## WRITTEN PROBLEM
Below is a set of entries. Reproduce exactly the lines from the one containing "knob in the photo above." through the end, both included.

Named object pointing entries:
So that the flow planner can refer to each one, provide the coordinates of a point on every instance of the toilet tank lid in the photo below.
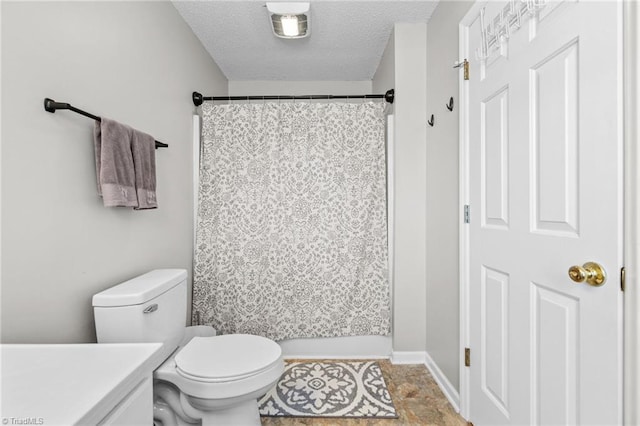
(140, 289)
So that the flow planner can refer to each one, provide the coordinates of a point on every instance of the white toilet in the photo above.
(214, 380)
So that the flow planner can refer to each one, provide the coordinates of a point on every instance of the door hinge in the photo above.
(465, 66)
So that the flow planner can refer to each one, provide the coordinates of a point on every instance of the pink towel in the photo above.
(125, 166)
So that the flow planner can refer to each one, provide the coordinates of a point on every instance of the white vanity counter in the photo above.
(86, 384)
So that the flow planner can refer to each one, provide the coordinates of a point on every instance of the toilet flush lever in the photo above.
(150, 308)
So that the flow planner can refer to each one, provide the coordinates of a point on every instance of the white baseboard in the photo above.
(445, 385)
(350, 347)
(406, 357)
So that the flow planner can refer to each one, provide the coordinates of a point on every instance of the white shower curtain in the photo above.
(291, 237)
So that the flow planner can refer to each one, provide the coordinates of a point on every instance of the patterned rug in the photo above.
(329, 389)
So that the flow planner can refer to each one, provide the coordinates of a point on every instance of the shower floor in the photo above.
(416, 396)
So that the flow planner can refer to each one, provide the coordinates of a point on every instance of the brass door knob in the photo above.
(591, 273)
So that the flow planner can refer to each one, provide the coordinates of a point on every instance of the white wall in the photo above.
(442, 213)
(266, 87)
(403, 66)
(135, 62)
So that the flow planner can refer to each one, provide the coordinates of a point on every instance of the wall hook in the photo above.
(450, 104)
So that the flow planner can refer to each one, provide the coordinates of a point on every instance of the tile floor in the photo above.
(416, 396)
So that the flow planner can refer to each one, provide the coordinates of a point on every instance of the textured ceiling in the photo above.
(346, 42)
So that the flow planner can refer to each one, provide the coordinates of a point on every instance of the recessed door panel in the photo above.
(495, 324)
(554, 133)
(494, 116)
(555, 319)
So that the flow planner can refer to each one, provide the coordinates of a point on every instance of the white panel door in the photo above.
(544, 185)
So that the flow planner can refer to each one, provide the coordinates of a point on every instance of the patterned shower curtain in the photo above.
(291, 234)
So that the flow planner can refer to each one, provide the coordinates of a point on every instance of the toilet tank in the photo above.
(149, 308)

## IN RESPONSE
So that the flow planner can refer to each one, provide the coordinates of a point on every instance of the brass door knob in the photo above.
(591, 273)
So that the flow planner can refer to each one, provide the coordinates of a point on every instance of the white wall in the photo above.
(442, 213)
(266, 87)
(403, 66)
(135, 62)
So that the flow planner can refer to each one, provide the coordinates of a point on every instance of the wall hook in the photo above.
(450, 104)
So that the flow planner can refer to each one, provide the coordinates of a point on every instance of the tile floor in the photo above.
(416, 396)
So that the flow planner can refer to each one, provide the coordinates of a point on every instance of the textured ceiling in the photo above.
(346, 42)
So that the flow planner can refer to each one, provide the coordinates of a point on every instance of the recessed door panel in the photo above.
(495, 324)
(554, 133)
(494, 116)
(555, 319)
So that the flow planner can refer to each one, provide the coordinates of a point on every instance of the white panel door in the photo above.
(544, 185)
So that the flow planner can refer to each one, provide the coordinates of a point on every instance of the patterned shower curtain in the photo above.
(291, 234)
So that the flow planner can refer to each one, provide the coordinates of a point on every instance of the toilet tank in the photo above.
(149, 308)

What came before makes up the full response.